**本文**

2002年3月8日

  神奈川高教組の本部執行部役員選挙が、3月15日の投票日を前にして、今各候補者がそれぞれの分会をまわり、政策を訴えています。「かながわ定時制教育を考える会」の会報『ニュース』に、この役員選挙に対する投稿がありましたので、紹介します。
 

働きやすい職場を実現し、
父母・県民と共同してたたかう教職員組合運動を

 

 今、3月15日の投票日に向けて、神奈川高教組の本部役員選挙が展開されている。
 候補者を選択する組合員をはじめ、教職員全体が直面している問題は何であろうか。それを一言で指摘すれば、「教育改革」という名による教育の国家統制であろう。

 神奈川ではこの2年間、どうそれが具体的に現れているか、見てみよう。

管理強化と多忙化で、職場から悲鳴

 職員会議に於ける校長の権限強化、「指導力不足等教員」を特定しようという動き、新たな人事評価システムの導入計画、「君が代・日の丸」について処分もほのめかした教育長通知、年度半ばにいきなり学校に強要した「学校へ行こう週間」などなど、あげればきりがない。

**取り組む課題**
本文を読んで、次の問いに答えなさい。
1. 神奈川高教組の本部役員選挙の投票日は何月何日か。
2. 役員選挙に対する投稿が載った会報『ニュース』は、何という会のものか。
3. 教職員全体が直面している問題を、筆者は一言で何だと指摘しているか。
このあとに示すデータは、本文の内容とは関係がありません。

**提供データ**
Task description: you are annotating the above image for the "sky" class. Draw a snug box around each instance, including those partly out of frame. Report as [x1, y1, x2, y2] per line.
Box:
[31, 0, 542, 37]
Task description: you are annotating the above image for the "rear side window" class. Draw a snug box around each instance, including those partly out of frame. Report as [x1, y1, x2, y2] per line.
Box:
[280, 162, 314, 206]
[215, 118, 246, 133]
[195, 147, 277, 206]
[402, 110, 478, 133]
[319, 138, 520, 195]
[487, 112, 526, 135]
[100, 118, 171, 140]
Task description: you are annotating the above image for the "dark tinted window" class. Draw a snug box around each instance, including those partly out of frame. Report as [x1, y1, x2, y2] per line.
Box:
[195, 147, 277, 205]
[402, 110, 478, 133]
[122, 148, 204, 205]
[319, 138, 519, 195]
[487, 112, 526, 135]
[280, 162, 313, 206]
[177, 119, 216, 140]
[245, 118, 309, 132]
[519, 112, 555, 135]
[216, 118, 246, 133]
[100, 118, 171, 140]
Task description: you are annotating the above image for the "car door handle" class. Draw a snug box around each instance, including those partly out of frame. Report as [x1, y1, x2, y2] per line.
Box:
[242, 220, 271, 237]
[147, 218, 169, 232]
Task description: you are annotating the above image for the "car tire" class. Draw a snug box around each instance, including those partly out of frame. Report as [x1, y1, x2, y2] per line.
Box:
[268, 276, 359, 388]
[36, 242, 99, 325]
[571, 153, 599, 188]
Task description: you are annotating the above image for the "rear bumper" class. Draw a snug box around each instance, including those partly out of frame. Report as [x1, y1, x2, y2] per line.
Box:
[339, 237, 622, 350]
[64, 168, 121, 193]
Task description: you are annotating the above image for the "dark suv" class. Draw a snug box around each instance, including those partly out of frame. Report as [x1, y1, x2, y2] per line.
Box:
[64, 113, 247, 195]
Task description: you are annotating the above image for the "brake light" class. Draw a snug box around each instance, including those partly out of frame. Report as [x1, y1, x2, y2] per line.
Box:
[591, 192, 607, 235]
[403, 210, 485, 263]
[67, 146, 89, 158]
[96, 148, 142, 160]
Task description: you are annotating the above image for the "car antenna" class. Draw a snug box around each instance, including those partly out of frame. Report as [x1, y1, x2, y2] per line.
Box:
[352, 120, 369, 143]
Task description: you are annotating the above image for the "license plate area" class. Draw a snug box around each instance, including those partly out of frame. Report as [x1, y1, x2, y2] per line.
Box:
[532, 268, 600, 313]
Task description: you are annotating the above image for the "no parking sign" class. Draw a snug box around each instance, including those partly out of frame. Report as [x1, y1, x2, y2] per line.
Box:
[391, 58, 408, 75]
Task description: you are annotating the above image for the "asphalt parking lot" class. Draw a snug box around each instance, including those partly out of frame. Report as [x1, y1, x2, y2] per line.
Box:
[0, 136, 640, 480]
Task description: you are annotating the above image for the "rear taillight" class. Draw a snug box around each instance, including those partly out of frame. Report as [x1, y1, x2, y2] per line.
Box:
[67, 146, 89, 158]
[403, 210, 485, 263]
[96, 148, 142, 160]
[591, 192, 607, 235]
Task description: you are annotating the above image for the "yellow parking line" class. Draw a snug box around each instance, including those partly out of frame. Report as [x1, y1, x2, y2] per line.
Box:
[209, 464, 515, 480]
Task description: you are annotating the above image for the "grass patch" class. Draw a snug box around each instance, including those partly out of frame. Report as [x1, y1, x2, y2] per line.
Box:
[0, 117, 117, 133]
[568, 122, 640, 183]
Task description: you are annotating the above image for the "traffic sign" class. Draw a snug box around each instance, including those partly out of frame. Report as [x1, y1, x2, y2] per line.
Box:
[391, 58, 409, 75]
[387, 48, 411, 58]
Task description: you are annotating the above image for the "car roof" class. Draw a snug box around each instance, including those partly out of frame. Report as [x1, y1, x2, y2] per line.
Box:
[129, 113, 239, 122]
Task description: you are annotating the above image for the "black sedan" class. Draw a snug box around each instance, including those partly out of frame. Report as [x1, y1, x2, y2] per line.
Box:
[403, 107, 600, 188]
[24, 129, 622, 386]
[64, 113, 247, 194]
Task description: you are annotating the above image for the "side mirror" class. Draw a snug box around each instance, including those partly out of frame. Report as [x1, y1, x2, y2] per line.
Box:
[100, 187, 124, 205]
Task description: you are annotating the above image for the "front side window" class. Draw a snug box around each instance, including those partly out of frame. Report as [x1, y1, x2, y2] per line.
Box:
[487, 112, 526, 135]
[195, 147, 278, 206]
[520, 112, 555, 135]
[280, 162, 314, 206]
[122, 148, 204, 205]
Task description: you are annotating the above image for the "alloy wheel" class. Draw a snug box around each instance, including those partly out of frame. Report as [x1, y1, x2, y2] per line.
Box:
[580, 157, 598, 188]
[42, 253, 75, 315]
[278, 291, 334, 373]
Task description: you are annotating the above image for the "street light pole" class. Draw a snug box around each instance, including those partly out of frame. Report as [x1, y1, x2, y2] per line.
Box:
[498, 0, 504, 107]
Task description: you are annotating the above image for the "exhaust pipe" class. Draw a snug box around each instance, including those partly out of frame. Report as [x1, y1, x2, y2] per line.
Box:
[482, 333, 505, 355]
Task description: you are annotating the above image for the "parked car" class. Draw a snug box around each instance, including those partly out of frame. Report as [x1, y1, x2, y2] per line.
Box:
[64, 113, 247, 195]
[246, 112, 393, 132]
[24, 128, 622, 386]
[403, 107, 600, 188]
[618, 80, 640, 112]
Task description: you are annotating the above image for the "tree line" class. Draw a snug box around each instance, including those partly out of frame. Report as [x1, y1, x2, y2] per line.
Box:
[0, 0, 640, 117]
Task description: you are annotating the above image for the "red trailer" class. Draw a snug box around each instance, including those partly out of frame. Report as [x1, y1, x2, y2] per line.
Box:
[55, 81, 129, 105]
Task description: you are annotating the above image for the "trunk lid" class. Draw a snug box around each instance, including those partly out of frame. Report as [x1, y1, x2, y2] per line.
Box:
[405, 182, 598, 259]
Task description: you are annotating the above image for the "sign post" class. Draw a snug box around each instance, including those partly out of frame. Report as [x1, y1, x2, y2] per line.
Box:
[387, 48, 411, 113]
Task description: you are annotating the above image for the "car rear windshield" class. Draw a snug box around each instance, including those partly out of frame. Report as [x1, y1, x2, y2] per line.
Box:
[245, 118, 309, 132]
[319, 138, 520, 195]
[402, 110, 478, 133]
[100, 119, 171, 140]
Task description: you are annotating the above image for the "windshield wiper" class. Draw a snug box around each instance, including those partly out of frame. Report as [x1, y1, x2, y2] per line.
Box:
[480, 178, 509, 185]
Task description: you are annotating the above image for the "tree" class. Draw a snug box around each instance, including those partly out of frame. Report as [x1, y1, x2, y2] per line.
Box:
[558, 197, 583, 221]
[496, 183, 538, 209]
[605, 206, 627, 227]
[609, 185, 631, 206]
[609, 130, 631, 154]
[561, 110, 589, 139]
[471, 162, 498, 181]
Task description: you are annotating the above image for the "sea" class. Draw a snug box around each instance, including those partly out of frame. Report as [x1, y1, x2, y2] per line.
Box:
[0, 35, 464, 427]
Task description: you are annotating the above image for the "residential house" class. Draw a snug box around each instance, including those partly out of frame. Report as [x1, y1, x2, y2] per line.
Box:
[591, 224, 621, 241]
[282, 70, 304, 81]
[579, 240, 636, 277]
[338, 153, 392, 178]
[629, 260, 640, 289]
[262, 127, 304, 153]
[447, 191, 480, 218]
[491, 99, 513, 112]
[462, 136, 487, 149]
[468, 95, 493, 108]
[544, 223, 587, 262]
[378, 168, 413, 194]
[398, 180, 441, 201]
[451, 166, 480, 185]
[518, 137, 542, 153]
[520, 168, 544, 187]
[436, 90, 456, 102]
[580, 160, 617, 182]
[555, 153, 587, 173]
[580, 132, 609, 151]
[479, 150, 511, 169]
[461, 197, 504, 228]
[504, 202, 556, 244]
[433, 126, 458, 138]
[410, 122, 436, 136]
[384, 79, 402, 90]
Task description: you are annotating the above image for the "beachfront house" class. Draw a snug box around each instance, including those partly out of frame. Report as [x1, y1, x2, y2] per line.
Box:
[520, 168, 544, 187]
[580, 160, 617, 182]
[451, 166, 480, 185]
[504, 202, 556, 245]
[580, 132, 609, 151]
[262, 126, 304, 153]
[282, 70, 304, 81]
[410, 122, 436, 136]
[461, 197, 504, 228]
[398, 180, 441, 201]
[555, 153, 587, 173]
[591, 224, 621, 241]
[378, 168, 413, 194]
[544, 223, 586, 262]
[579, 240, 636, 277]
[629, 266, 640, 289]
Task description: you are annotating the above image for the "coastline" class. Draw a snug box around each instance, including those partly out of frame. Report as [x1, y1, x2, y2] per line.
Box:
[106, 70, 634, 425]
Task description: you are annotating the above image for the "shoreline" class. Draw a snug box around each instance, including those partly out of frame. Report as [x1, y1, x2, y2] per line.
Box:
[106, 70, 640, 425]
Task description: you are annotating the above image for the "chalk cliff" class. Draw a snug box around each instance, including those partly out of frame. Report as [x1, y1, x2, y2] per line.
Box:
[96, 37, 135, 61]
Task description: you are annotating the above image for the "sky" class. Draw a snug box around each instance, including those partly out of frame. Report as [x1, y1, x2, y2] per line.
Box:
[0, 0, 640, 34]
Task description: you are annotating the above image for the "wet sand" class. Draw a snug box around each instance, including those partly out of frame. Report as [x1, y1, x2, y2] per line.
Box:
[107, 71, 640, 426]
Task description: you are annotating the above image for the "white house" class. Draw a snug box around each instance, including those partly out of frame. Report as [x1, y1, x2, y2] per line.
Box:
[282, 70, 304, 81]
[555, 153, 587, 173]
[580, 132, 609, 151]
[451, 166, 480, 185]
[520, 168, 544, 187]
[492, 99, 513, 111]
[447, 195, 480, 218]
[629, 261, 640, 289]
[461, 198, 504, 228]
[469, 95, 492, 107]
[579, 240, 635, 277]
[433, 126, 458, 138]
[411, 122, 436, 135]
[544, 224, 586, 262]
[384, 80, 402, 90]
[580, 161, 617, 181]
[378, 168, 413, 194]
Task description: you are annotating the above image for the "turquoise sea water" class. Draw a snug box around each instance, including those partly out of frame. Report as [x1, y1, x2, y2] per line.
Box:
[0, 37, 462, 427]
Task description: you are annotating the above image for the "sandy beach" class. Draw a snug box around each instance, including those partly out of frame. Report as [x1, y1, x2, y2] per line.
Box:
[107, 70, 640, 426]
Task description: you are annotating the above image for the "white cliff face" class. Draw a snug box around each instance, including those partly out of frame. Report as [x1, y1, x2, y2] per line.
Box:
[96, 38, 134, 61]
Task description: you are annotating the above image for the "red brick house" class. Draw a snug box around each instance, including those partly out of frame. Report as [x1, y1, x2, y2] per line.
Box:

**記述解答**
1. 3月15日
2. 「かながわ定時制教育を考える会」
3. 「教育改革」という名による教育の国家統制